Records for processing =
*** Block opens ***
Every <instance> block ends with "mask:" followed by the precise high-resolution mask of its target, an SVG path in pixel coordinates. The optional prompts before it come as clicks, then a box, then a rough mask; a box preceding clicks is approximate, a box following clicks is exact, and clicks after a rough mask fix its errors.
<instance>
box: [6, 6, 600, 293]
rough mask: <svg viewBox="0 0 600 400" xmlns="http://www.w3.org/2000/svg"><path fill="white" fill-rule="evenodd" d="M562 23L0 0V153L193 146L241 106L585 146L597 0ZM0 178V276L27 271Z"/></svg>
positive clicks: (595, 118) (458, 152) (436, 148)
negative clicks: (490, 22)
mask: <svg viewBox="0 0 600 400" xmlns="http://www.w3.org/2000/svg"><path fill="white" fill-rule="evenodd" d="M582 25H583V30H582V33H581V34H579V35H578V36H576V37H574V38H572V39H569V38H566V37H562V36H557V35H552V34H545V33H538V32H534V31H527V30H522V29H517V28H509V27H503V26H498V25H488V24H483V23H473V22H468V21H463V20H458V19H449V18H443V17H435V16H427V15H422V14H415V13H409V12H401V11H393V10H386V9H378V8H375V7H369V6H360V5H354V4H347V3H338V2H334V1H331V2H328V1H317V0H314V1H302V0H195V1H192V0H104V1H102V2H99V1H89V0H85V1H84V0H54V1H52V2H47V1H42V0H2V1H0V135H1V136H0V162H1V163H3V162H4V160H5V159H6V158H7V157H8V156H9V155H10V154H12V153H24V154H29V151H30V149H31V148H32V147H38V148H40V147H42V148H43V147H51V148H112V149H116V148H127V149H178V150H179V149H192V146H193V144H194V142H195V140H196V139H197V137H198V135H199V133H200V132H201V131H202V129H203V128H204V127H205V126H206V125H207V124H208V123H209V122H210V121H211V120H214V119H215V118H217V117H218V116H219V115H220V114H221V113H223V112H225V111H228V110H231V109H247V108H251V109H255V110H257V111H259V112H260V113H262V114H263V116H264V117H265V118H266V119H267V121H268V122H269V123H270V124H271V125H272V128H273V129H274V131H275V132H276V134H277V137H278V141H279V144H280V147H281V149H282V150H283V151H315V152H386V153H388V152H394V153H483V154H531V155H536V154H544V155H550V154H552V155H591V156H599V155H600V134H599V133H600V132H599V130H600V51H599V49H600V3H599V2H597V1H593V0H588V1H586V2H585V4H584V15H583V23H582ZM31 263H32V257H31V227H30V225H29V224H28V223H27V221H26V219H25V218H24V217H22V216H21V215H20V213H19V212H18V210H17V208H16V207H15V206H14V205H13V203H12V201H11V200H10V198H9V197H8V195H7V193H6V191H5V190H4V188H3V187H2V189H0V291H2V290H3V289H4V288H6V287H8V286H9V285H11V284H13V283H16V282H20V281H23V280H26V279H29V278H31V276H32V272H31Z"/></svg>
*** Block closes ***
What you have to do = Revise the lines above, changing every "rough mask" to "coarse mask" and keeping everything else the same.

Problem solution =
Every <instance> block ends with "mask:" followed by the precise high-resolution mask of its target, an SVG path in pixel coordinates. The optional prompts before it come as clicks, then a box, then a coarse mask; a box preceding clicks is approximate, a box following clicks is exact, and clicks after a coarse mask fix its errors.
<instance>
box: [6, 6, 600, 293]
coarse mask: <svg viewBox="0 0 600 400" xmlns="http://www.w3.org/2000/svg"><path fill="white" fill-rule="evenodd" d="M562 23L0 0V153L193 146L241 106L585 146L597 0ZM0 178V276L27 271Z"/></svg>
positive clicks: (595, 118) (458, 152) (436, 148)
negative clicks: (490, 22)
mask: <svg viewBox="0 0 600 400" xmlns="http://www.w3.org/2000/svg"><path fill="white" fill-rule="evenodd" d="M582 25H583V30H582V33H581V34H579V35H578V36H576V37H574V38H572V39H569V38H566V37H562V36H557V35H552V34H545V33H538V32H534V31H527V30H522V29H517V28H509V27H503V26H498V25H488V24H483V23H473V22H468V21H463V20H458V19H449V18H443V17H435V16H427V15H422V14H415V13H409V12H401V11H393V10H386V9H378V8H375V7H369V6H360V5H354V4H347V3H338V2H334V1H331V2H328V1H317V0H314V1H302V0H195V1H192V0H104V1H102V2H99V1H89V0H85V1H84V0H54V1H52V2H47V1H42V0H2V1H0V135H1V136H0V162H1V163H3V162H4V160H5V159H6V158H7V157H8V156H9V155H10V154H12V153H24V154H29V151H30V149H31V148H32V147H38V148H40V147H42V148H43V147H51V148H112V149H116V148H127V149H178V150H179V149H192V146H193V144H194V142H195V140H196V139H197V137H198V135H199V133H200V132H201V131H202V129H203V128H204V127H205V126H206V125H207V124H208V123H209V122H210V121H211V120H214V119H215V118H217V117H218V116H219V115H220V114H221V113H223V112H225V111H228V110H231V109H247V108H251V109H255V110H257V111H259V112H260V113H262V114H263V116H264V117H265V118H266V119H267V121H268V122H269V123H270V124H271V125H272V128H273V129H274V131H275V132H276V134H277V137H278V141H279V144H280V147H281V149H282V150H283V151H315V152H386V153H388V152H394V153H483V154H531V155H536V154H544V155H550V154H552V155H591V156H599V155H600V134H599V133H600V132H599V130H600V51H599V49H600V3H599V2H597V1H593V0H588V1H586V2H585V4H584V15H583V23H582ZM31 263H32V257H31V227H30V225H29V224H28V223H27V221H26V219H25V218H24V217H22V216H21V215H20V213H19V212H18V210H17V208H16V207H15V206H14V205H13V203H12V201H11V200H10V198H9V197H8V195H7V193H6V191H5V190H4V188H3V187H2V189H0V291H2V290H3V289H4V288H6V287H8V286H9V285H11V284H13V283H16V282H20V281H23V280H26V279H29V278H31V276H32V272H31Z"/></svg>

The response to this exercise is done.